# [EXTRACTED TEXT]
▽

If you really want to get down into virtual particles, fine, but you're only disproving your point about the radius being irrelevant. In certain orbitals, the electron self-interacts, causing the electric forces between it and the proton to decrease slightly.

 

This has nothing to do with the OP's problem anymore, I'm making a point to you, and you saying that the radius is irrelevant, when it's really not. Mass changes in proportion to kinetic energy, does it not? The kinetic energy of these particles is variable, so their relativistic masses are as well.

Posted
I'm sorry, heterotic, but your objection just wasn't relevant to the problem. The answer to the OP is in the post directly following the OP.

 

~modest

 

Actually, it depends on what his purpose is and what level physics he's in.

 

None of my professors would have accepted "10^39 times stronger", since with the mathematics of the given information is 2.27 x 10^39. Furthermore, none of my physics professors would have accepted that answer period, for the objection I stated, unless you point out that radius has to be great enough that the two are not contained within a system that becomes an atom to get a constant proportion.

 

If he's doing for reasons that have nothing to do with school (a fair assumption given the fact that it is July), then it really matters, because it's more than a math problem.

△

# [MATERIAL]
▽

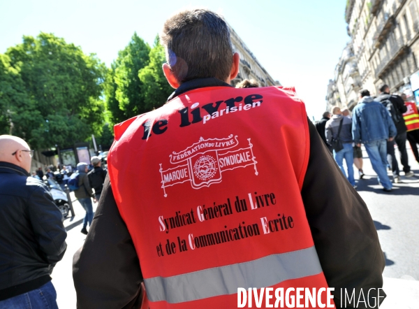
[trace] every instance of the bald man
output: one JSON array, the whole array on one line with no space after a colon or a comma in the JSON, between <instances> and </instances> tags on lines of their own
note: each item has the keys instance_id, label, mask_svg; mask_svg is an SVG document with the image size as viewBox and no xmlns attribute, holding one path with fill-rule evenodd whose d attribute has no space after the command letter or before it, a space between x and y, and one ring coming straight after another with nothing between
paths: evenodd
<instances>
[{"instance_id":1,"label":"bald man","mask_svg":"<svg viewBox=\"0 0 419 309\"><path fill-rule=\"evenodd\" d=\"M0 309L57 308L50 275L67 233L48 189L29 176L32 154L22 138L0 136Z\"/></svg>"}]
</instances>

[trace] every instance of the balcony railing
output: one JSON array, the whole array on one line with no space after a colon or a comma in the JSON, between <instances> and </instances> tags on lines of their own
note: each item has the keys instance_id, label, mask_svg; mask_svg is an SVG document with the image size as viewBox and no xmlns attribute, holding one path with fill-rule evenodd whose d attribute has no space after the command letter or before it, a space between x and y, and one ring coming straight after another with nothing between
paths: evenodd
<instances>
[{"instance_id":1,"label":"balcony railing","mask_svg":"<svg viewBox=\"0 0 419 309\"><path fill-rule=\"evenodd\" d=\"M419 33L419 20L416 20L413 22L413 31L416 34Z\"/></svg>"},{"instance_id":2,"label":"balcony railing","mask_svg":"<svg viewBox=\"0 0 419 309\"><path fill-rule=\"evenodd\" d=\"M371 1L371 13L373 15L375 15L378 11L378 8L380 8L380 5L381 4L382 1L383 0L372 0Z\"/></svg>"},{"instance_id":3,"label":"balcony railing","mask_svg":"<svg viewBox=\"0 0 419 309\"><path fill-rule=\"evenodd\" d=\"M378 47L380 41L385 36L388 30L391 29L393 22L393 16L385 13L384 17L379 21L377 29L374 35L374 45Z\"/></svg>"},{"instance_id":4,"label":"balcony railing","mask_svg":"<svg viewBox=\"0 0 419 309\"><path fill-rule=\"evenodd\" d=\"M356 52L356 57L357 58L359 58L361 56L361 54L362 53L362 51L364 50L365 48L365 45L364 45L364 41L362 41L361 42L361 45L358 48L358 51Z\"/></svg>"},{"instance_id":5,"label":"balcony railing","mask_svg":"<svg viewBox=\"0 0 419 309\"><path fill-rule=\"evenodd\" d=\"M375 69L376 76L380 77L384 69L388 65L392 62L395 59L396 56L401 54L401 51L406 47L404 42L402 38L398 38L392 45L390 50L388 51L385 56L381 59L380 63Z\"/></svg>"}]
</instances>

△

# [GOAL A]
Answer these from the forum thread, one line each:
(i) What figure does the mathematics of the given information produce?
(ii) Where is the answer to the OP said to be?
(iii) What month is it, according to the thread?
# [GOAL B]
Reproduce a passage from the forum thread word for word, beginning at the words "If you really" and stopping after the words "following the OP.".

# [FULL SOLUTION A]
(i) 2.27 x 10^39
(ii) In the post directly following the OP
(iii) July

# [FULL SOLUTION B]
If you really want to get down into virtual particles, fine, but you're only disproving your point about the radius being irrelevant. In certain orbitals, the electron self-interacts, causing the electric forces between it and the proton to decrease slightly.

 

This has nothing to do with the OP's problem anymore, I'm making a point to you, and you saying that the radius is irrelevant, when it's really not. Mass changes in proportion to kinetic energy, does it not? The kinetic energy of these particles is variable, so their relativistic masses are as well.

Posted
I'm sorry, heterotic, but your objection just wasn't relevant to the problem. The answer to the OP is in the post directly following the OP.